● Task requirements:
1 > Duplicate, word for word, the part of the guitar pick bowl thread starting with "## tomwilson74 (Jun 24, 2020)" and going on through "Dyne (Jun 25, 2020)".
2 > Extend the guitar pick bowl thread beyond its final post.

● Extract provided:
[BEGIN]
# Guitar pick bowl



## tomwilson74 (Jun 24, 2020)

I never knew these things would be so popular! I haven’t sold any but ive given three away...

Reactions: Like 3 | EyeCandy! 1 | Funny 1 | Way Cool 7


----------



## Don Van Dyne (Jun 25, 2020)

Super cool, I like them!

Reactions: Thank You! 1


----------



## DKMD (Jun 25, 2020)

Very cool!

Reactions: Thank You! 1


----------



## Mr. Peet (Jun 25, 2020)

tomwilson74 said:


> I never knew these things would be so popular! I haven’t sold any but ive given three away...
> 
> View attachment 189440



Look just right for mask holders and "cup" holders and...

Reactions: Funny 1


----------



## tomwilson74 (Jun 25, 2020)

Mr. Peet said:


> Look just right for mask holders and "cup" holders and...


That’s what I told my wife!


----------



## ripjack13 (Jun 25, 2020)

Fascinating....
[END]
● Provided information:
[BEGIN]
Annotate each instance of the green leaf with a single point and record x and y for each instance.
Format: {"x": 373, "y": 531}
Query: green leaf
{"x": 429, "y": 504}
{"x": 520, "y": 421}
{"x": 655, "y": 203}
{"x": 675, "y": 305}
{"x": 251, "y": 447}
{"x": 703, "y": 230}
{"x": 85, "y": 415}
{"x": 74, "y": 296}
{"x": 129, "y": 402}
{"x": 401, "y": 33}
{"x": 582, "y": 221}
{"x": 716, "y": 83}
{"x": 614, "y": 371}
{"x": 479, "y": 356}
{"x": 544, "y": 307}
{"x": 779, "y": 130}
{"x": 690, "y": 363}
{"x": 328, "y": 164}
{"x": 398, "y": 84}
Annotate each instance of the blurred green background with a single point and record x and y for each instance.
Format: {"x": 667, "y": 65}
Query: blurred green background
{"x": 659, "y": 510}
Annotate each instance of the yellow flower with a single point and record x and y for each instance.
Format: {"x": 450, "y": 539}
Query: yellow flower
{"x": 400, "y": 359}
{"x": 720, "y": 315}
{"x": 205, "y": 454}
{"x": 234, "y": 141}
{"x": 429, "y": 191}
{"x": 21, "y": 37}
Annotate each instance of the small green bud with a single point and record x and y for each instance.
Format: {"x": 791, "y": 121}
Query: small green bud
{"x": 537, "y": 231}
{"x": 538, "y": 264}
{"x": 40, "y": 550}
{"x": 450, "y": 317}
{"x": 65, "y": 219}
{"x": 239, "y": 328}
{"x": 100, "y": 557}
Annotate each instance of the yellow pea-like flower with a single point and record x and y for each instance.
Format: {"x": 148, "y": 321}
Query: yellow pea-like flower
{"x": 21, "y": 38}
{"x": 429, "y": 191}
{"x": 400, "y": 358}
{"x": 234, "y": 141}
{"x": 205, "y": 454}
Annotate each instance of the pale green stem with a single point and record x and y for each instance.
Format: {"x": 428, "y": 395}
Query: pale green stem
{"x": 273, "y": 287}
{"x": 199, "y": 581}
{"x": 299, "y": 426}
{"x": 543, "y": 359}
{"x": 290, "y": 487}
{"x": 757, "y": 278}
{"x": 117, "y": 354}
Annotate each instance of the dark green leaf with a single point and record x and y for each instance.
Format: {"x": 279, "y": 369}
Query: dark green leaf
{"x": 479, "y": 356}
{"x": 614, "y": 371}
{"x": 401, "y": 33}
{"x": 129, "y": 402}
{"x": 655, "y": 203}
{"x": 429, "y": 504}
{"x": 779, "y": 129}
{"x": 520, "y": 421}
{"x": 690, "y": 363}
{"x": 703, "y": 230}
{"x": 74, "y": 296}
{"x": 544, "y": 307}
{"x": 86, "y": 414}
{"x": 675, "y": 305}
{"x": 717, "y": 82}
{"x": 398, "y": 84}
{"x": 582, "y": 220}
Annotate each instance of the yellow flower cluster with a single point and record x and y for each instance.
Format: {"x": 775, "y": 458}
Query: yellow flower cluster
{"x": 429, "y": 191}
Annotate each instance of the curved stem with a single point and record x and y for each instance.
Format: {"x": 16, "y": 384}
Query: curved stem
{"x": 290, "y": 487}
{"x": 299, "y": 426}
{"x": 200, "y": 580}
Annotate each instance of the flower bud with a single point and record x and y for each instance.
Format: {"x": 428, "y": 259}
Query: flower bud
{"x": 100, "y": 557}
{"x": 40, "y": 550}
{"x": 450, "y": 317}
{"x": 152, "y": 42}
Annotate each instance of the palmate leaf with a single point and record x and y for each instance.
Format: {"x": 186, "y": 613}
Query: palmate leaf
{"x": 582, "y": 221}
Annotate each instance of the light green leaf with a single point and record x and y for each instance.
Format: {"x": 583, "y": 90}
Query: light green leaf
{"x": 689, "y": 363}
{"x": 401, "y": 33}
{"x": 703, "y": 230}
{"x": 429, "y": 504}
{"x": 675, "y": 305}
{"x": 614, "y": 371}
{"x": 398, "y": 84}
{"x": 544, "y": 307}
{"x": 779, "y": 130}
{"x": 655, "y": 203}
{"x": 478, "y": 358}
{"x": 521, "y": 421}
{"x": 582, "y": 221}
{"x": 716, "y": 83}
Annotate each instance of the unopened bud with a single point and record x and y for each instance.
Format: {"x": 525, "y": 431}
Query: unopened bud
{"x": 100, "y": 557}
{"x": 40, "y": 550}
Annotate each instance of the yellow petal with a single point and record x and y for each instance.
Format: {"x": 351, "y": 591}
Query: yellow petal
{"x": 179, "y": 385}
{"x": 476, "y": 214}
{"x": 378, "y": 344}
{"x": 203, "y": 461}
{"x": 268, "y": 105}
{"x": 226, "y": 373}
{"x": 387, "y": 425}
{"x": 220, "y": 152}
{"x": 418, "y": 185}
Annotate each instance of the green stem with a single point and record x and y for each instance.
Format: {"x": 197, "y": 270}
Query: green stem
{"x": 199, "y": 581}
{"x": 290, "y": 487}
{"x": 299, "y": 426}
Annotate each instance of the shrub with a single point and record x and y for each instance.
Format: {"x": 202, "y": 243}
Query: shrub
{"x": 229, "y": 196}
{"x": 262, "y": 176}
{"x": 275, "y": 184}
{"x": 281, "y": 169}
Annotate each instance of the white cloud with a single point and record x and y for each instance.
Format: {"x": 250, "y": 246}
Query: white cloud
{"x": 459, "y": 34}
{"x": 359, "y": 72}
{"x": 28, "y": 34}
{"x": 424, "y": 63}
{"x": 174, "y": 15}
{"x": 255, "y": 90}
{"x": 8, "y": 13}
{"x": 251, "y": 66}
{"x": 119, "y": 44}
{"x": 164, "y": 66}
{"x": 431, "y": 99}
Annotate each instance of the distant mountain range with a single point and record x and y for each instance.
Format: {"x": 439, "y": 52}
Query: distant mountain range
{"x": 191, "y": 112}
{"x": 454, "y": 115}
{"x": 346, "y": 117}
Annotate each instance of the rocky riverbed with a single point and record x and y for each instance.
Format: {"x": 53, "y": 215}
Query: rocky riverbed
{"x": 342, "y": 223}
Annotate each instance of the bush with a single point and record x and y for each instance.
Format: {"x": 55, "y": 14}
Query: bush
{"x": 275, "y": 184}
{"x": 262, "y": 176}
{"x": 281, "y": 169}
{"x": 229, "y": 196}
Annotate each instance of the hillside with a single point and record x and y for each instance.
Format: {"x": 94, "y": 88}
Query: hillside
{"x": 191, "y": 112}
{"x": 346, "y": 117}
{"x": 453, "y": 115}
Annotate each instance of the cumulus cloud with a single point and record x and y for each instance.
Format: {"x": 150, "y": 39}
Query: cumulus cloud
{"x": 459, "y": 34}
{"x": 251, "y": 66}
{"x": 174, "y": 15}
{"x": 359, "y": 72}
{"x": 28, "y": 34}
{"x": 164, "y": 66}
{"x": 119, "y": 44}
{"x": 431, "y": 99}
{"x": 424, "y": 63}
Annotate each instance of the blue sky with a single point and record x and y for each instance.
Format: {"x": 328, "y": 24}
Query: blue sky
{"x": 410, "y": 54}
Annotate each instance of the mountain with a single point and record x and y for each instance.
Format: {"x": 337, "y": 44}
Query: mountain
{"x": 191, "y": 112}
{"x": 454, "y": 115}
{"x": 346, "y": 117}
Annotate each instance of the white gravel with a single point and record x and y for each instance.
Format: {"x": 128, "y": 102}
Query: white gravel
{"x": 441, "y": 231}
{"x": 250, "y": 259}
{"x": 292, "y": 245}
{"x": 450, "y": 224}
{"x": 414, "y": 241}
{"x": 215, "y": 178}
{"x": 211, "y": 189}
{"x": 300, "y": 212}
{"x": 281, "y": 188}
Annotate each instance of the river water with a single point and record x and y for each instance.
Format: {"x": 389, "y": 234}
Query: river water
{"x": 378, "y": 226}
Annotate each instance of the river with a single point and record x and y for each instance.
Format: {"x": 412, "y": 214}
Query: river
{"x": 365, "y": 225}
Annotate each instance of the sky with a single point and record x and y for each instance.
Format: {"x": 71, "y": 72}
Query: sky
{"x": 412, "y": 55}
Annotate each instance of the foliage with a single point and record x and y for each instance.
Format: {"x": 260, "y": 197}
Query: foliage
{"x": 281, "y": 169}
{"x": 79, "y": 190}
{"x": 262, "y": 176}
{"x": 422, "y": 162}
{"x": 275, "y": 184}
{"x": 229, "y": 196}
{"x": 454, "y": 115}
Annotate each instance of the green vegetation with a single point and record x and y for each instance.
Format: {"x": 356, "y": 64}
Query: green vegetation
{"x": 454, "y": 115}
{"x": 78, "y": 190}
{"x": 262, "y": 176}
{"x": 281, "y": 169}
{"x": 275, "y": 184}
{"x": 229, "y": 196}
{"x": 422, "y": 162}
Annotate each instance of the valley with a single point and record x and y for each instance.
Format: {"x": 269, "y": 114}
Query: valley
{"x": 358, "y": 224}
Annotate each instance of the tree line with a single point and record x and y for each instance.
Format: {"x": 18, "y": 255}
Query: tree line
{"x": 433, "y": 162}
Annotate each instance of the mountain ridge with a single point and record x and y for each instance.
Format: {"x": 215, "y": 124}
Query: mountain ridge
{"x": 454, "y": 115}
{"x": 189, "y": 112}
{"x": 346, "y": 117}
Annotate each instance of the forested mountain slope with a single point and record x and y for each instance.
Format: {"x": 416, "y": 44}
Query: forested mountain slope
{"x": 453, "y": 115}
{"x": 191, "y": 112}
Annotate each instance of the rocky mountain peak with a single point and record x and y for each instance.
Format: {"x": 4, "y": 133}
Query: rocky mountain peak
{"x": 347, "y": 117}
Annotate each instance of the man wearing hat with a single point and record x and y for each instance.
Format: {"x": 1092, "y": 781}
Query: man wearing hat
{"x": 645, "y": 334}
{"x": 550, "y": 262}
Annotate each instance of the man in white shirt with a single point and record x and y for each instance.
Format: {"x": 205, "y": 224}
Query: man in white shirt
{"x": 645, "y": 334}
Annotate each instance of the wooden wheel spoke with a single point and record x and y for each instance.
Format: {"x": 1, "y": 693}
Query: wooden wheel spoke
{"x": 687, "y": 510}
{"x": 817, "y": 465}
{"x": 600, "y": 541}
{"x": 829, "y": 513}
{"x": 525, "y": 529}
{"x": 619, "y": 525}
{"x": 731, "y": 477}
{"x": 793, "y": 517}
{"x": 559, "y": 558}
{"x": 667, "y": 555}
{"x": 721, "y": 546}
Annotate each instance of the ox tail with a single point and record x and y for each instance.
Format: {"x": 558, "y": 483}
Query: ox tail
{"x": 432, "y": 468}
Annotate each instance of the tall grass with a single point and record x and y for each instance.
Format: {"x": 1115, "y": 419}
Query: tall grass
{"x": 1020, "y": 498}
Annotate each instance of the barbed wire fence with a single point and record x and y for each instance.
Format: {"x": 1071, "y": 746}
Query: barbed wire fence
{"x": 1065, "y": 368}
[END]
● Expected responses:
1 >
## tomwilson74 (Jun 24, 2020)

I never knew these things would be so popular! I haven’t sold any but ive given three away...

Reactions: Like 3 | EyeCandy! 1 | Funny 1 | Way Cool 7


----------



## Don Van Dyne (Jun 25, 2020)

2 >
Reactions: Thank You! 1


----------



## Gdurfey (Jun 26, 2020)

@tomwilson74 , saw one in your other recent post and was wondering. Very cool!!!


----------



## tomwilson74 (Jun 26, 2020)

Made one for a Fender Stratocaster fan.

Reactions: Like 1 | Way Cool 2


----------



## tomwilson74 (Jun 28, 2020)

Made a few more pick shaped ones and a Les Paul shape too.

Reactions: Way Cool 3


----------



## tmar (Jun 29, 2020)

Cool!

Reactions: Thank You! 1


----------



## T. Ben (Jul 2, 2020)

Those are awesome. Great job.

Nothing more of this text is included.